* **Your task**: Your task is to write out the lines from the line containing "Task: point out every instance of the wooden rocking" through the last line of the material, exactly.

▬▬▬

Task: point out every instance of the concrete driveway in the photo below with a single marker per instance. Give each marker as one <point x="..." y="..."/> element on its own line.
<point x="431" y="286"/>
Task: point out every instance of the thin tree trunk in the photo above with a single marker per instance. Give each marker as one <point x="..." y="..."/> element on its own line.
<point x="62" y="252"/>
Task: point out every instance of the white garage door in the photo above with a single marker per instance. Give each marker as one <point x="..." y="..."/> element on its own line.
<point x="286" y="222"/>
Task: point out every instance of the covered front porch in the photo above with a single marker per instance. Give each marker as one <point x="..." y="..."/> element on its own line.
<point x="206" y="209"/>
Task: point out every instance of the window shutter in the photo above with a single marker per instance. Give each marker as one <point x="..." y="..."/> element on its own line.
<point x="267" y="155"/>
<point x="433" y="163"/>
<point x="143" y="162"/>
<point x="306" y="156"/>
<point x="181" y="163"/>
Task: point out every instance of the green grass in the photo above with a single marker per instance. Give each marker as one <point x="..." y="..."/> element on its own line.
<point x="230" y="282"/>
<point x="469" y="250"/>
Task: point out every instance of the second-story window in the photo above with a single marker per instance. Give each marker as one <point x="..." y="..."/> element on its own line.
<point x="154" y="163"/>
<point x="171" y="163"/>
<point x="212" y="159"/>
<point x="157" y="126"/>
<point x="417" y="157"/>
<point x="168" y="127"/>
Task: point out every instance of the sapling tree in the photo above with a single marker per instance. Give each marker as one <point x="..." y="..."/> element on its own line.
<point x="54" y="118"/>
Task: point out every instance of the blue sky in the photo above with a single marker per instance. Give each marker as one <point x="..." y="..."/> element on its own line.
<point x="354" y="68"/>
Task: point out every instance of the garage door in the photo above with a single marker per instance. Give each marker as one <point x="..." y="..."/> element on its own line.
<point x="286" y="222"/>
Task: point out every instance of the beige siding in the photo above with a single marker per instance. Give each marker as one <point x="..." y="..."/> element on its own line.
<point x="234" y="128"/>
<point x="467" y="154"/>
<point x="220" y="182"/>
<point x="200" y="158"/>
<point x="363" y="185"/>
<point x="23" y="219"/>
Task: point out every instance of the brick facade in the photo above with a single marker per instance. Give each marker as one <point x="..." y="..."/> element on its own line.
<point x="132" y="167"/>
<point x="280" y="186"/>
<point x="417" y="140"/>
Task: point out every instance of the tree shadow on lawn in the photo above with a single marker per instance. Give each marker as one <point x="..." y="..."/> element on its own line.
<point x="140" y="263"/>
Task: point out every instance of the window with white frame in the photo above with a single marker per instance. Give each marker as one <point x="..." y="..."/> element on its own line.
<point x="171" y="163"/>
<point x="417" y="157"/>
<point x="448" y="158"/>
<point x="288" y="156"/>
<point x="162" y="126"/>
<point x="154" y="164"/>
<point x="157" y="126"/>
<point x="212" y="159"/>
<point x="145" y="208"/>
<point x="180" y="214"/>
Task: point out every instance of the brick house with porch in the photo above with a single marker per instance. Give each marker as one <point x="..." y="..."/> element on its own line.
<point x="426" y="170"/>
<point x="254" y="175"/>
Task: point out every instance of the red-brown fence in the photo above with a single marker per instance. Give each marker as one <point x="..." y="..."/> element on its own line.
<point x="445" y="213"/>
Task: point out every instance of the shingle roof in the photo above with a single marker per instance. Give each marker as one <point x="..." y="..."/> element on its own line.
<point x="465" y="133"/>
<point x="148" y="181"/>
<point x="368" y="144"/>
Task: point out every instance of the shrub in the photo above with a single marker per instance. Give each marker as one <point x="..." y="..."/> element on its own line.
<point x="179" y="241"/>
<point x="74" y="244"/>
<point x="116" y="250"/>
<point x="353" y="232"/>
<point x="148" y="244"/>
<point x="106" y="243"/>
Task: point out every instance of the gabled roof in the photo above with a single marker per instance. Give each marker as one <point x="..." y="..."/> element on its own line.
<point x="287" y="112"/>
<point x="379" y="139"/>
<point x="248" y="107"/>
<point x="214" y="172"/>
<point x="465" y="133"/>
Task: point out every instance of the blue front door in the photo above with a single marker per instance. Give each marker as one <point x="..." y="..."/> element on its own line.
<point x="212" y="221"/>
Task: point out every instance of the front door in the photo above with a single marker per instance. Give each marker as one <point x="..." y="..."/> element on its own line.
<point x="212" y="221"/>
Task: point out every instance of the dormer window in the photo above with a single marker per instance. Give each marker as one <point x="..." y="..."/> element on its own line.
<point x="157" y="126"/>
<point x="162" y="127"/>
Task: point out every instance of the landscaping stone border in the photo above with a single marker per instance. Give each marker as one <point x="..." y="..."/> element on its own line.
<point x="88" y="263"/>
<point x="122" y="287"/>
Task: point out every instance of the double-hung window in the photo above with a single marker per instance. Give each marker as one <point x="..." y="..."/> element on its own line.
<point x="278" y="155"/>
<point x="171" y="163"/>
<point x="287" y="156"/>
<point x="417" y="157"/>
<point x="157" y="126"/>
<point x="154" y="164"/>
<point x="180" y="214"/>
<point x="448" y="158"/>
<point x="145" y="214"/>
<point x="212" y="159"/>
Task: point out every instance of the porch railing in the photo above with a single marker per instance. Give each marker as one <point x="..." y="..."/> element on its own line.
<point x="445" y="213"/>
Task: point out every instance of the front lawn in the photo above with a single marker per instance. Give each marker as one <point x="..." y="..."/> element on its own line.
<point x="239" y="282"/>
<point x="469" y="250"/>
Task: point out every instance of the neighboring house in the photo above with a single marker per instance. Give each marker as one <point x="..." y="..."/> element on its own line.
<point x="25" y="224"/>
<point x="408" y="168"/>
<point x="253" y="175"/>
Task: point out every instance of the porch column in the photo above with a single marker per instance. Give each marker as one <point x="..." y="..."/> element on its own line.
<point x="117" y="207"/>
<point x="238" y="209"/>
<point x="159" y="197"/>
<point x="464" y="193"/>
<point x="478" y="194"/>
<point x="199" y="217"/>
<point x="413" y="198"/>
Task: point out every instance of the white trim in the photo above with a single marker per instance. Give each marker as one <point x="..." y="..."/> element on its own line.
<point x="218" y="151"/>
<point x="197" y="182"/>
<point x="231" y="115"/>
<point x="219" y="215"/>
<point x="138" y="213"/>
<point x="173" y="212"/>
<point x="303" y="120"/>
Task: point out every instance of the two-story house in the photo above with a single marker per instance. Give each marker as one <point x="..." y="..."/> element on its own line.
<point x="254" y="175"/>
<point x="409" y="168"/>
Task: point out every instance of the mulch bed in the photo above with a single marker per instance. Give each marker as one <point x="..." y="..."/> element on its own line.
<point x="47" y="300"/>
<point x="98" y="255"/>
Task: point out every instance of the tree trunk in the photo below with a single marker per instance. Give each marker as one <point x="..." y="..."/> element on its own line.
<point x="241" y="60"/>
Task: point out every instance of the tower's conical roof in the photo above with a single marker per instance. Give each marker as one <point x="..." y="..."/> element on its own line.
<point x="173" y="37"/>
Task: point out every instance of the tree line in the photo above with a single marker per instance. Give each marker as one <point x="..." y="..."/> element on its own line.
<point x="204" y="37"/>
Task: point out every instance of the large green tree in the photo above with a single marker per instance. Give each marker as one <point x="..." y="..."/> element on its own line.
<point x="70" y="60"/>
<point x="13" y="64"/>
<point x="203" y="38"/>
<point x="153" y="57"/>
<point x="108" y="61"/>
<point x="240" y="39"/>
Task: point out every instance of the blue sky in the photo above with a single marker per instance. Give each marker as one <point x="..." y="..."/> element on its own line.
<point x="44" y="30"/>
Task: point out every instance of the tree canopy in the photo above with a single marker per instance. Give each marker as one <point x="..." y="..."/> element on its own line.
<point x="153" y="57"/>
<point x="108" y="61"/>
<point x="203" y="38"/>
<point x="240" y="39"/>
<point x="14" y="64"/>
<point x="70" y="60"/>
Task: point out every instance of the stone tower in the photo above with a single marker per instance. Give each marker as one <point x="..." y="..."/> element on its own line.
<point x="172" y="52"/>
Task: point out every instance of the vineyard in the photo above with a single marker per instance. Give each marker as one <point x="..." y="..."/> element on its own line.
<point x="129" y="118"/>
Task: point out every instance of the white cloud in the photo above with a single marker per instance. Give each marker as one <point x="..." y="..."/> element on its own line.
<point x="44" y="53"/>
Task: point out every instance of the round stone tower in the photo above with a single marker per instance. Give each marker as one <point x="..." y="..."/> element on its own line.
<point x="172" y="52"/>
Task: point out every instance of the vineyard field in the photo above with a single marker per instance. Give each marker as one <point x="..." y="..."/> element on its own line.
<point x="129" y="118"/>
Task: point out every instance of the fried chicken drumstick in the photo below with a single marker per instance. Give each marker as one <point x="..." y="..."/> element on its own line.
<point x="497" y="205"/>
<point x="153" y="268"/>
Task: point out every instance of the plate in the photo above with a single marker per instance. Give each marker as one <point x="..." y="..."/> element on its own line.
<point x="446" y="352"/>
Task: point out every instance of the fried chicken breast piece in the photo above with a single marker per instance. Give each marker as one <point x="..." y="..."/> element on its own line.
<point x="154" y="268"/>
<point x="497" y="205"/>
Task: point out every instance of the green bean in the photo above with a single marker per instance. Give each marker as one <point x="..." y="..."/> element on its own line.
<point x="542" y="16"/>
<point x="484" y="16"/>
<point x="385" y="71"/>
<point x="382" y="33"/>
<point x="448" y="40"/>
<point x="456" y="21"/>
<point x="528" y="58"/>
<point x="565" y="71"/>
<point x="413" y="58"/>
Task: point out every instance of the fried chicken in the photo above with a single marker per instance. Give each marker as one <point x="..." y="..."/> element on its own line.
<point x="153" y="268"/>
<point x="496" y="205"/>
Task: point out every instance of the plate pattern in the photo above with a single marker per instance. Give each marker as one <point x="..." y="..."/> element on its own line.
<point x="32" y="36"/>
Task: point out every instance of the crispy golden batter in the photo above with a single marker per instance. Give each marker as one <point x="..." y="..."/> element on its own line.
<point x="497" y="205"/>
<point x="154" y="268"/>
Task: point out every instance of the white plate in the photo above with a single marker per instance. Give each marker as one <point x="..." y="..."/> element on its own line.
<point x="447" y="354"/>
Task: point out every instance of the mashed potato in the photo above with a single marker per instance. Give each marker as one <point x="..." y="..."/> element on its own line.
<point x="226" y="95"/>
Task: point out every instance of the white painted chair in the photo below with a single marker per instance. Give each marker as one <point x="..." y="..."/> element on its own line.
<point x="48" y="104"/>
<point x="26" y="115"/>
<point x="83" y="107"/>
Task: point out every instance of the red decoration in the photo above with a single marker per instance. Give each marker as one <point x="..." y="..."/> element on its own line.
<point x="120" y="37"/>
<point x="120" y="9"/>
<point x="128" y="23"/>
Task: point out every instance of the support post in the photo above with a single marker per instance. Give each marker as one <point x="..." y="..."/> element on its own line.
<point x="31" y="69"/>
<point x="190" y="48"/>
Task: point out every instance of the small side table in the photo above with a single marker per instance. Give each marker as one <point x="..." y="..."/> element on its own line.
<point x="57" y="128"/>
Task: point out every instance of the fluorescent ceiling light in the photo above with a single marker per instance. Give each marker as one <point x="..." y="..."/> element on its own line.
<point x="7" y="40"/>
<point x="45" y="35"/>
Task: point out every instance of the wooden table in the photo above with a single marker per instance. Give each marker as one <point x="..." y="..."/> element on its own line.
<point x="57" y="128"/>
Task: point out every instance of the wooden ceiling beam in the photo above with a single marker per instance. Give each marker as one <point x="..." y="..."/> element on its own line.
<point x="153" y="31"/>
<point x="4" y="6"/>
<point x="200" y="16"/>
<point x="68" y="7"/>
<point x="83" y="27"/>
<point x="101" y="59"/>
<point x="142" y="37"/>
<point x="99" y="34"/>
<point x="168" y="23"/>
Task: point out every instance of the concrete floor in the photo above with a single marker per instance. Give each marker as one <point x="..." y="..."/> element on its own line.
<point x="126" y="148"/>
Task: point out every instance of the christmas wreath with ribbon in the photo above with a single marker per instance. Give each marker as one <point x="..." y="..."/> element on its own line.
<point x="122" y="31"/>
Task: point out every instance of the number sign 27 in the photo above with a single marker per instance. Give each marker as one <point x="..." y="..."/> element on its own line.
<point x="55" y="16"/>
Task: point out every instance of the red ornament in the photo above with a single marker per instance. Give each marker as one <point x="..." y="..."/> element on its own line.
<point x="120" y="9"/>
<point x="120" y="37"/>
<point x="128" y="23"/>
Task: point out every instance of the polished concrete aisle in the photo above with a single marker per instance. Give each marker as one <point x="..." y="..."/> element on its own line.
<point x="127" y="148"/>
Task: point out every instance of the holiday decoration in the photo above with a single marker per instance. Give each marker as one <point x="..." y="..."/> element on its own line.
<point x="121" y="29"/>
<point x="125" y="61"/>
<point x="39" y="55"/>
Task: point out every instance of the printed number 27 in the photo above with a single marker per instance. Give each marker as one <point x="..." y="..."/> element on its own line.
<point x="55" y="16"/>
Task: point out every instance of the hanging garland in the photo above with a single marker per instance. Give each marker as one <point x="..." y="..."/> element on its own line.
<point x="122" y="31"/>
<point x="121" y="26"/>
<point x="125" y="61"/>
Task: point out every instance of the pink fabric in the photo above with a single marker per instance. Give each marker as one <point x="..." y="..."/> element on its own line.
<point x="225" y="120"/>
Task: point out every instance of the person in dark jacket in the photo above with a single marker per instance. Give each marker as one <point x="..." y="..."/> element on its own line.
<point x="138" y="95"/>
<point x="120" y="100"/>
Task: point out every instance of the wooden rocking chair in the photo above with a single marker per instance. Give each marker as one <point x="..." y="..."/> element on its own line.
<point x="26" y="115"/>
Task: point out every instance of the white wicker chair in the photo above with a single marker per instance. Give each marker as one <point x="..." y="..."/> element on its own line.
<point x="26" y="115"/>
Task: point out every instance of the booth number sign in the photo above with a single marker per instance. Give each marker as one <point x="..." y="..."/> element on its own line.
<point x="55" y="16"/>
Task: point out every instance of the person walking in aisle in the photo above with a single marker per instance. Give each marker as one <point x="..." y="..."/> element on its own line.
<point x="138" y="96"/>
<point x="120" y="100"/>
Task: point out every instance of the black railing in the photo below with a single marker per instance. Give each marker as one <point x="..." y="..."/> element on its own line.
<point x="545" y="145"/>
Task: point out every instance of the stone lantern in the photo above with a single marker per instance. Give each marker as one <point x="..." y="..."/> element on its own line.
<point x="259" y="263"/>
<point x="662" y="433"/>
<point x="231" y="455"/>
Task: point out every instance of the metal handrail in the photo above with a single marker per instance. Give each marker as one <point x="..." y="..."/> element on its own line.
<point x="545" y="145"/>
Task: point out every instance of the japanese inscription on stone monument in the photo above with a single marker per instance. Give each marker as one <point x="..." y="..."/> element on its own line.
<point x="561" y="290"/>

▬▬▬

* **Answer for the task**:
Task: point out every instance of the wooden rocking chair in the photo above with a single marker per instance. Give each marker as one <point x="..." y="..."/> element on its own line.
<point x="26" y="115"/>
Task: point out every instance of the white wicker chair in the photo above with a single marker per instance. Give each marker as one <point x="..." y="..."/> element on its own line.
<point x="26" y="115"/>
Task: point out every instance of the booth number sign in the photo above with a single marker per instance. Give each marker as one <point x="..." y="..."/> element on its own line.
<point x="55" y="16"/>
Task: point out every instance of the person walking in aisle in the photo above with a single marker per instance. Give each marker as one <point x="..." y="..."/> element on its own line.
<point x="138" y="96"/>
<point x="120" y="100"/>
Task: point out every instance of the black railing in the photo below with a single marker per instance. Give each marker as one <point x="..." y="..."/> element on its own line.
<point x="545" y="145"/>
Task: point out every instance of the stone lantern in the photo above with a single marker per instance. Give each marker as one <point x="..." y="..."/> element on its own line.
<point x="259" y="263"/>
<point x="662" y="433"/>
<point x="231" y="455"/>
Task: point out every instance of the metal handrail in the photo above with a single marker per instance. Give each marker as one <point x="..." y="..."/> element on its own line.
<point x="545" y="145"/>
Task: point out every instance of the japanese inscription on stone monument in the photo above with a single marker per instance. Give each marker as one <point x="..." y="..."/> element on its own line.
<point x="561" y="290"/>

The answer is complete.